Dataset items:

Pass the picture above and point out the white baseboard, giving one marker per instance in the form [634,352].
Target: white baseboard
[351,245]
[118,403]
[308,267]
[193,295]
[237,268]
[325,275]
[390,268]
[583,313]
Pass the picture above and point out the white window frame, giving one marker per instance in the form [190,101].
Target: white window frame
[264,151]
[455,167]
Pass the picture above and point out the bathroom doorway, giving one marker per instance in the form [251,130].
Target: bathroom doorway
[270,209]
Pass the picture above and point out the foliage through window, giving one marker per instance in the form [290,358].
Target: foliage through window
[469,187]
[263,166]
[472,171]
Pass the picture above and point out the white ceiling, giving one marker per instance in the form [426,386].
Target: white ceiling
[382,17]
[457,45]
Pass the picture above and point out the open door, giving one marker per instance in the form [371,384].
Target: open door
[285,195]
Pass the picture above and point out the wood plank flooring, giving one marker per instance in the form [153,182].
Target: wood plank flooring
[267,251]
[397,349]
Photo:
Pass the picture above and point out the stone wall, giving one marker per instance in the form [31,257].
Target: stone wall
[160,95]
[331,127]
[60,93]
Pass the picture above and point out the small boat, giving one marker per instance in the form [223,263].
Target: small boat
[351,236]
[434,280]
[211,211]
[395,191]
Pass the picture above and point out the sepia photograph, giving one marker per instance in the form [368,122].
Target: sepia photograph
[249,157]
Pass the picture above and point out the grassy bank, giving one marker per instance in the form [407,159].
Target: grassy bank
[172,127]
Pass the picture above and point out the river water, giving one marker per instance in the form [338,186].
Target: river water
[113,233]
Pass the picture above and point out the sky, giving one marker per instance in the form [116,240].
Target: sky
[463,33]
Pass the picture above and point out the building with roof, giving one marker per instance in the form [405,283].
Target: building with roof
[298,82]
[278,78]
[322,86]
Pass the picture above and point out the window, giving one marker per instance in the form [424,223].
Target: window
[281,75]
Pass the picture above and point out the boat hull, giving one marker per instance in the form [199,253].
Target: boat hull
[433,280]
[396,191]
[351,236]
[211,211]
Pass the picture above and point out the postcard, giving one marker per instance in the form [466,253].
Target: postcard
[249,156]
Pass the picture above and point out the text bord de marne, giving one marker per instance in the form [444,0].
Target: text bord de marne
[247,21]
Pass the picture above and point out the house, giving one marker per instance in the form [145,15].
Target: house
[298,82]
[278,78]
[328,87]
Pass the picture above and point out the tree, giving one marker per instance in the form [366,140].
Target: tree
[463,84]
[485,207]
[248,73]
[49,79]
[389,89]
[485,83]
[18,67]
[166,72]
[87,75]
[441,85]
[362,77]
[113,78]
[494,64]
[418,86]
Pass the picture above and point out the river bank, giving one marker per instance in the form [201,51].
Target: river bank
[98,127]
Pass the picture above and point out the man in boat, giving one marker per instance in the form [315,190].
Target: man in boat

## Work to complete
Rewrite the lines starting at the one that contains "Pass the picture above and point out the river bank, giving" and ending at the last line, with "river bank" changed to "shoreline" and everything else left the same.

## Complete response
Pass the picture above and point out the shoreline, giving one marker per instance in the form [201,51].
Target: shoreline
[98,127]
Pass the picture above and point out the man in boat, giving one marker per instance in the form [315,190].
Target: man in boat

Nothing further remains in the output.